> [Seçilen Bölüm]:

Türkiye Belediyeler birliği (TBB) ve İstanbul Büyükşehir Belediye (İBB) Başkanı Ekrem İmamoğlu, hakkında üniversite yatay geçişi ve diplomasına ilişkin İstanbul Cumhuriyet Başsavcılığı tarafından YÖK tarafından hazırlandığı belirtilen bir rapor doğrultusunda soruşturma başlatılmıştı. İmamoğlu, soruşturma kapsamında ifade vermek için bu sabah 08.50 sıralarında İstanbul Adliyesi'ne giriş yaptı. 09.00 sıralarında ifade işlemleri başlayan İmamoğlu, yaklaşık bir saat sonra adliyeden ayrıldı.
Dün Halk TV ve İstanbul Barosu davaları başta olmak üzere çok sayıda davanın görüldüğü adliye çevresinde alınan olağanüstü önlemlerin bugün de devam ettiği gözlendi.
Ekrem İmamoğlu'nun ifadesi ortaya çıktı
Ekrem İmamoğlu'nun üniversite yatay geçişi ve diplomasına ilişkin soruşturma kapsamında verdiği ifade ortaya çıktı.

> [Görev Listesi]:
A – İmamoğlu haberine göre İmamoğlu bu sabah İstanbul Adliyesi'ne saat kaç sıralarında giriş yaptı?
B – Lütfen İmamoğlu haberini kaldığı yerden alıp sürdürün.
Kayıtlar, İmamoğlu haberinden bağımsız ayrı bir malzemedir.

> [Ham Kayıtlar]:
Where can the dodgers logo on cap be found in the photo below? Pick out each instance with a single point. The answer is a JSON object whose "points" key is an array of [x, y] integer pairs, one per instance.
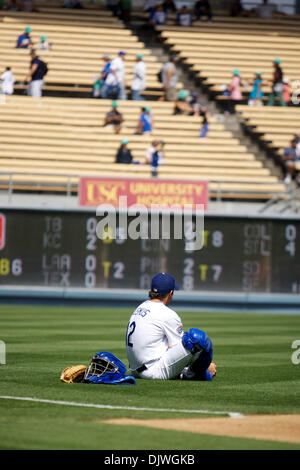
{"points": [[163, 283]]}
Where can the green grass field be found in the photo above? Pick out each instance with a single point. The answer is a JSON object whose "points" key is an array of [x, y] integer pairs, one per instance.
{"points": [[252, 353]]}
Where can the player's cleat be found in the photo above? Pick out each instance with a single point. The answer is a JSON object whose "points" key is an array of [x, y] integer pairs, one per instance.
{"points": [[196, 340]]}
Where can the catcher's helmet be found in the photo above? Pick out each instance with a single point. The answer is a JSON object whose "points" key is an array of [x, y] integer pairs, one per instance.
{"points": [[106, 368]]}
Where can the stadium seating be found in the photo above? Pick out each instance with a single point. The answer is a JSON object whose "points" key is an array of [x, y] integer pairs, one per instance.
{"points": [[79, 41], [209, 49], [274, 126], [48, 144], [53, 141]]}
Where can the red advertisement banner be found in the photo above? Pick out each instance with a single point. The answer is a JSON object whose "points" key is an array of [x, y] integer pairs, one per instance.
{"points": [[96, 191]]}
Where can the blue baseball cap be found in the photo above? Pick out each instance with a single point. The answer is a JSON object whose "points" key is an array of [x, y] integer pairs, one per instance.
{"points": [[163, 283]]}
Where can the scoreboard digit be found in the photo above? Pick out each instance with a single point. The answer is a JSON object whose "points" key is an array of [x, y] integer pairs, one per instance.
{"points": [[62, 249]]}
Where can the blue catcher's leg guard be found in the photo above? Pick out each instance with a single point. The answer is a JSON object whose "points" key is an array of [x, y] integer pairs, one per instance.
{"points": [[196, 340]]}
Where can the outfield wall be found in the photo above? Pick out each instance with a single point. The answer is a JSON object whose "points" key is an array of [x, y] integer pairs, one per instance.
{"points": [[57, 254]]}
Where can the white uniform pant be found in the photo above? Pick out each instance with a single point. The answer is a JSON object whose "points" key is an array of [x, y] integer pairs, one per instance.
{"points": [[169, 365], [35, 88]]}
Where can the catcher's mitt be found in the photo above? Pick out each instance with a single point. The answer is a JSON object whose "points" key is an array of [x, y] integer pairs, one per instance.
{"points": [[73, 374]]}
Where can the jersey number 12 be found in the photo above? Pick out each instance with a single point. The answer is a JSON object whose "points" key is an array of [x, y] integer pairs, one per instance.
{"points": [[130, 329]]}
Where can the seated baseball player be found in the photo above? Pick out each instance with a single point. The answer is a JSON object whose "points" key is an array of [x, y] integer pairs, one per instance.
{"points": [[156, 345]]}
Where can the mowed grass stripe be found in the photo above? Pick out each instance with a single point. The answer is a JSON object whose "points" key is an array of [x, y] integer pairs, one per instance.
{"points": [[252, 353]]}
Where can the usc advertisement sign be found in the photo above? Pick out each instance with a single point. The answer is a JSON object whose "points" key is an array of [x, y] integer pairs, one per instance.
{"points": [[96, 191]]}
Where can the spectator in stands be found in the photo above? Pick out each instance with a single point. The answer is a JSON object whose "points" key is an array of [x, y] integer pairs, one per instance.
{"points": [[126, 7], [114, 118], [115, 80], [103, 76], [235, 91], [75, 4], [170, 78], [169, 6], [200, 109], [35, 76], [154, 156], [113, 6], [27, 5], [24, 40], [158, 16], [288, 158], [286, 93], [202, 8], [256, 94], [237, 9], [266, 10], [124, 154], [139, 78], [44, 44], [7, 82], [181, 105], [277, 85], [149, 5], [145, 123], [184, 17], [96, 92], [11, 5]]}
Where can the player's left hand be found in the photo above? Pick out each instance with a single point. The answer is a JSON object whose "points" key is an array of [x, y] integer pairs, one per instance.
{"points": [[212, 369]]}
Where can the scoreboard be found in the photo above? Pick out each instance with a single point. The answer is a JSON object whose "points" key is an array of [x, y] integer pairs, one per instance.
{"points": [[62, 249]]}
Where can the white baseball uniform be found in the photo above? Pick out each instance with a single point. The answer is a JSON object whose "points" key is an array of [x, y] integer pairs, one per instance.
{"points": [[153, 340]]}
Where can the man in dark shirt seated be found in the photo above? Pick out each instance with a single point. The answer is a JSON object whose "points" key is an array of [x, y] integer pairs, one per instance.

> [Görev Yanıtları]:
A – 08.50 sıralarında.

B –
Ekrem İmamoğlu'nun savcılıkta verdiği ifadede, "Son bir ay içinde üçüncü kez ifadeye çağrılmam, yürütülen sürecin hukuk devleti ilkeleriyle bağdaşmadığını açıkça göstermektedir. Hakkımda yürütülen bu sürecin niteliği ve zamanlaması da bu gerçeğin bir başka kanıtıdır. Gerçeklerin çarpıltıldığı, belgelerin gizlendiği, kanun ve yönetmeliklerin görmezden gelindiği, hatta bugünün kanunların 35 yıl önceye işletilmeye çalışıldığı bir rapor hazırlanmış ve bu rapor esas alınarak hakkımda suçlama yöneltilmiştir. Oysa bugün burada ifade vermesi gerekenler, o raporu hazırlayanlardır" dedi.
İmamoğlu'nun ifadesinde, "Bugünün kanunlarının 35 yıl önceye işletilmeye çalışıldığı bir rapor hazırlanmış ve bu rapor esas alınarak hakkımda suçlama yöneltilmiştir. Oysa bugün burada ifade vermesi gerekenler, o raporu hazırlayanlardır" dediği öğrenildi.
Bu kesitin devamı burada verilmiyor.